__Exercise details__:
Repeat, exactly and in full, the lines of the listing below, but without any pictures.

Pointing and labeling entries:
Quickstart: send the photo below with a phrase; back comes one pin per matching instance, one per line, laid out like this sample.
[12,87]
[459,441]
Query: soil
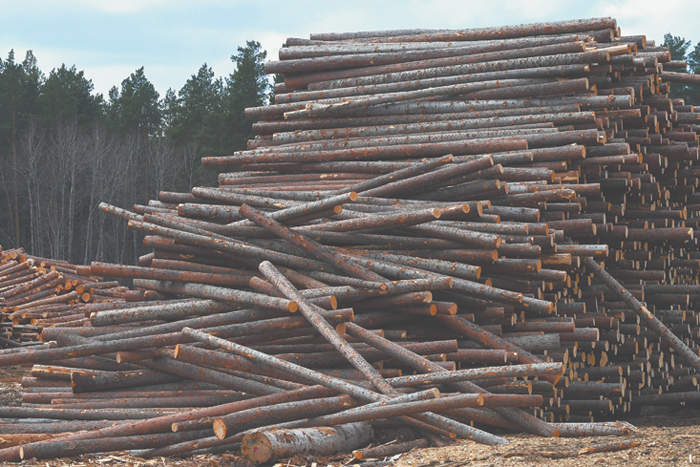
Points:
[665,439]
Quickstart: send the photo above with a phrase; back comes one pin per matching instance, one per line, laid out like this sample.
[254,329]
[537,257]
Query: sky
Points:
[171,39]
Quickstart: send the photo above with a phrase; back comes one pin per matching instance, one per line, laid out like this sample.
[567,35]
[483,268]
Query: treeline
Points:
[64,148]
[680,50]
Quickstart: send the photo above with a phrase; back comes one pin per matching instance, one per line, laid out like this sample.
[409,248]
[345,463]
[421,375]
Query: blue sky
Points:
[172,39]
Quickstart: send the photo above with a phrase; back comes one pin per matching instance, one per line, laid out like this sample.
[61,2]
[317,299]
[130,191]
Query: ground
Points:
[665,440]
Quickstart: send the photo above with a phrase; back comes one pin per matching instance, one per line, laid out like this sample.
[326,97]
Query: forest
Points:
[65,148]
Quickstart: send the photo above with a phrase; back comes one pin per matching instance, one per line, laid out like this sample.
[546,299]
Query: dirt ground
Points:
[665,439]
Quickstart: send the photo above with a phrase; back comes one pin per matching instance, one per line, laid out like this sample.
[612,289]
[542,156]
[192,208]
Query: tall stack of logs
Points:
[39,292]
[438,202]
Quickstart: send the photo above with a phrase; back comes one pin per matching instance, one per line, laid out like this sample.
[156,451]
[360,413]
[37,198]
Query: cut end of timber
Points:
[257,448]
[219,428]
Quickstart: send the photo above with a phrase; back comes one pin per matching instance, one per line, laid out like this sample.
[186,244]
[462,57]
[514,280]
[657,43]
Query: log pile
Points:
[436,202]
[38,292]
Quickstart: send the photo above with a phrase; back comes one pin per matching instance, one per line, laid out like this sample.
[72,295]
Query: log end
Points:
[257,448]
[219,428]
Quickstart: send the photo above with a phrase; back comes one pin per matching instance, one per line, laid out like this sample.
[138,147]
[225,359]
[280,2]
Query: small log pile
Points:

__Solved exercise__:
Quickstart: send the photo below with a phrase; back comes one pin per matching instance, one per line, laid out like this sample.
[12,87]
[459,441]
Query: soil
Points:
[665,439]
Quickstart: send the photo above with a phrase; back comes one pin per matching instance, one per line, laid out like this sample.
[254,329]
[537,257]
Query: sky
Points:
[171,39]
Quickstart: send the photo above with a phrase; back comes one pin per matching instance, one per line, laid out like this sample.
[567,35]
[483,268]
Query: treeline
Points:
[64,148]
[680,50]
Quickstart: send the photo above with a phrase; back comes one pin per matching instance, one per line, laid out like this sample.
[409,248]
[345,463]
[421,375]
Query: blue sky
Points:
[172,39]
Quickstart: send the photo above with a phrase; back comes one pin per matching instance, one per line, laid out like this sample.
[61,2]
[317,299]
[130,191]
Query: ground
Points:
[665,440]
Quickstart: send the photo above with a phrase; back comes one pin per matching instance, one per line, laid out like this sample.
[326,97]
Query: forest
Points:
[65,148]
Quickstart: send the photo above with a phrase; back comes one pin per matching instance, one per line, laid out like this sample.
[546,299]
Query: dirt ground
Points:
[665,439]
Quickstart: send the photo above with a phrase; back comes one pin per matching instance, one per line, laid out like this sample.
[612,289]
[542,156]
[192,208]
Query: tall stack of logs
Points:
[39,292]
[438,202]
Quickstart: send the photo above with a phrase; back comes one pin per matching instance, one per line, laid out like this sample.
[156,451]
[360,413]
[37,198]
Query: cut end of timber
Points:
[257,448]
[219,428]
Quickstart: send the photo above with a phrase; back comes one pin per matching instance, one per line, laid out like this sample.
[186,244]
[462,57]
[514,280]
[657,43]
Query: log pile
Points:
[436,202]
[38,292]
Quickstart: send the photo above with a phrase; back comes one pin per matching instance, one per line, laid out like this sample.
[72,295]
Query: log end
Points:
[257,448]
[219,428]
Quickstart: send the photo above with a phrase; back comes one pin per matching instance, one per line, laid out like this sample.
[138,147]
[225,359]
[280,2]
Query: small log pile
Points:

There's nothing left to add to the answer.